* SELECTED PASSAGE:
○ ○ ○ ○ ○

The reconciliation package that passed, 78-18, would increase the maximum Pell Grant and provide other student benefits while cutting subsidies to student-loan companies by more than $17 billion. But before the measure sailed through, both parties traded fire on the floor.

First, Sen. Norm Coleman (R-Minn.) fell short in his bid to block funding for reinstatement of the Fairness Doctrine, which the GOP views as a backdoor attempt to curb conservative talk radio. Senate Minority Leader Mitch McConnell (R-Ky.) then offered a nonbinding amendment aimed at putting the Senate on record against the transfer of Guantanamo Bay detainees to U.S. shores.

McConnell’s amendment said that suspected terrorists held at the controversial facility “should not be released into American society, nor should they be transferred stateside into facilities in American communities and neighborhoods.” Only three senators —Bernie Sanders (I-Vt.), Robert Byrd (D-W.Va.) and Patrick Leahy (D-Vt.) — voted against McConnell’s phrasing, which the GOP leader noted did not rule out closing the Guantanamo prison.

Sen. Jim DeMint (R-S.C.) followed with an amendment that would ensure that the secret ballot remains the sole means to conduct union elections, undercutting Democratic attempts to pass the Employee Free Choice Act, which remains a major priority of labor groups.

DeMint’s amendment fell short, 42-54, and soon afterward, Sen. Ken Salazar (D-Colo.) offered a nonbinding amendment to put the Senate on record opposing a pardon for I. Lewis “Scooter” Libby, former chief of staff to Vice President Dick Cheney.

○ ○ ○ ○ ○

* EXERCISE INSTRUCTIONS:
1 - In the Senate vote report, what was the tally on DeMint's amendment about the secret ballot in union elections?
2 - Extract the passage from the Senate vote report starting at "The reconciliation package" and ending at "on the floor.".
3 - According to the Senate vote report, why did Republicans oppose funding to reinstate the Fairness Doctrine?

Named object pointing entries
○ ○ ○ ○ ○

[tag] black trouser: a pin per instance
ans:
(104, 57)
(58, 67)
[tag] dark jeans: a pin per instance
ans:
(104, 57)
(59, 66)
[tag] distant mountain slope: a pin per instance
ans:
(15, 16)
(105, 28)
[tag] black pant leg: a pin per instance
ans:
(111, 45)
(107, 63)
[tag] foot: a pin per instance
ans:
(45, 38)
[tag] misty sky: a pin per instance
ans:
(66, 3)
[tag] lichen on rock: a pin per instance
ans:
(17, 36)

○ ○ ○ ○ ○

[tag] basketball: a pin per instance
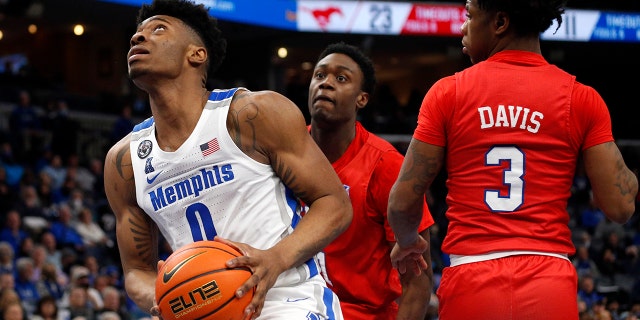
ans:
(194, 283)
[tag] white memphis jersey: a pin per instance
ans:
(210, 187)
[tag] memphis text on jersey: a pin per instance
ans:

○ ○ ○ ○ ○

* OUTPUTS FOR THE TASKS:
1 - It fell short, 42-54.

2 -
The reconciliation package that passed, 78-18, would increase the maximum Pell Grant and provide other student benefits while cutting subsidies to student-loan companies by more than $17 billion. But before the measure sailed through, both parties traded fire on the floor.

3 - The GOP sees reinstating the Fairness Doctrine as a backdoor attempt to curb conservative talk radio. For that reason, Sen. Norm Coleman tried to block its funding.